§ Consigne
Restituez à l'identique le passage du texte sur le travail en open space qui va de « Il est néanmoins » jusqu'à « forcément plus productifs. ».

§ Passage fourni
------------
Il est néanmoins possible d’améliorer le travail en open space. La loi de 2016 est une avancée et oblige les chefs d’entreprise à réfléchir en amont avant de créer un espace ouvert.
Pour améliorer les conditions de travail en Open Space, il est important de prendre en compte l’importance des cloisons acoustiques. Au plafond, poser des systèmes permettant d’absorber un certain niveau de bruit et la pose de moquette sur le sol, peuvent être des moyens de minimiser les nuisances sonores. Mais d’autres moyens existent pour améliorer l’existant.
Il parait judicieux de regrouper sur un même espace les personnes effectuant un travail similaire. Les échanges seront forcément plus productifs.
Les imprimantes et autres machines qui peuvent générer du bruit, doivent être remisées hors du plateau ouvert. De même, pour limiter le bruit et faire un geste écoresponsable, mieux vaut privilégier la dématérialisation et éviter ainsi l’impression des documents, autant que faire se peut.
------------
Entrées du jeu de données
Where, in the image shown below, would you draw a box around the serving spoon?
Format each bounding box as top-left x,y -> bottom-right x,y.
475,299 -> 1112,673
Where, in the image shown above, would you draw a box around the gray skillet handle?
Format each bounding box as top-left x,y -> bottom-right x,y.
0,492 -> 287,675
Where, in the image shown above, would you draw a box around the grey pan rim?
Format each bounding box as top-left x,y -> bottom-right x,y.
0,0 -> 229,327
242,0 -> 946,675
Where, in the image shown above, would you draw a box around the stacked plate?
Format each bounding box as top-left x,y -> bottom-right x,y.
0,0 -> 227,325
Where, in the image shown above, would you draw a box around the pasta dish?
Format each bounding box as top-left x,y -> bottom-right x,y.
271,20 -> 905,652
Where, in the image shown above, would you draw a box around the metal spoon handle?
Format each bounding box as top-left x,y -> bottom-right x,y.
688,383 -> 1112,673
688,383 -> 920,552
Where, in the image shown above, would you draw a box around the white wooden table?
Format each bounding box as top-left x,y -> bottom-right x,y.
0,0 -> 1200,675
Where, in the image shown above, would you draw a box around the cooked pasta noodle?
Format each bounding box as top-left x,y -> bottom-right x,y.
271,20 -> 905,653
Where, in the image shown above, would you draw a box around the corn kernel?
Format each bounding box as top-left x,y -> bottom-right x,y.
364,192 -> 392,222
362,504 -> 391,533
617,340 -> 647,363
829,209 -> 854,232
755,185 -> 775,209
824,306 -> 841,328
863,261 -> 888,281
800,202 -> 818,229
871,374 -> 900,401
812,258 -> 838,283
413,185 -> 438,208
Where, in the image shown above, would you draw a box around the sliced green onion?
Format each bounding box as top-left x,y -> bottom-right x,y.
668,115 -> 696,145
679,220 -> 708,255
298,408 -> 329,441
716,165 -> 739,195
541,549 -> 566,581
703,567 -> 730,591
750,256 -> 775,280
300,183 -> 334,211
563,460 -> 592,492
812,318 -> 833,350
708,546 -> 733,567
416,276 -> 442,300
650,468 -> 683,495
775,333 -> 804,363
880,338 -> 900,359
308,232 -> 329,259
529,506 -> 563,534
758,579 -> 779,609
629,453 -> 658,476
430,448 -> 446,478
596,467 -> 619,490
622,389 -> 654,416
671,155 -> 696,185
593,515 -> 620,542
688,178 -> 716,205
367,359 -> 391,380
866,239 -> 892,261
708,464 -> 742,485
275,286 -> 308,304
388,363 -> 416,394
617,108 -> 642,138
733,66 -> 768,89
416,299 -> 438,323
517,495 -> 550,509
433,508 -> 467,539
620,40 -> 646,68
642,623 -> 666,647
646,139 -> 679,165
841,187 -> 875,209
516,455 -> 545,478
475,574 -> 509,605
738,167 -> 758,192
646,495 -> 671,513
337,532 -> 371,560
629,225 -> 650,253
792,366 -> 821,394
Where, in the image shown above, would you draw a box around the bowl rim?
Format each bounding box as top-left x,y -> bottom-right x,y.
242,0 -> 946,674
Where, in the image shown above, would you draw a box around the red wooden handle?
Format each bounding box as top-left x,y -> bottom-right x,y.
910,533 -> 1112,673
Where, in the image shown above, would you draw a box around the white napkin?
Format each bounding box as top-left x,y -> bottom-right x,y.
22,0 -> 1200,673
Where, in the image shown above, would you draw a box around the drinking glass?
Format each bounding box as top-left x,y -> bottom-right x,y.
------------
§ Solution proposée
Il est néanmoins possible d’améliorer le travail en open space. La loi de 2016 est une avancée et oblige les chefs d’entreprise à réfléchir en amont avant de créer un espace ouvert.
Pour améliorer les conditions de travail en Open Space, il est important de prendre en compte l’importance des cloisons acoustiques. Au plafond, poser des systèmes permettant d’absorber un certain niveau de bruit et la pose de moquette sur le sol, peuvent être des moyens de minimiser les nuisances sonores. Mais d’autres moyens existent pour améliorer l’existant.
Il parait judicieux de regrouper sur un même espace les personnes effectuant un travail similaire. Les échanges seront forcément plus productifs.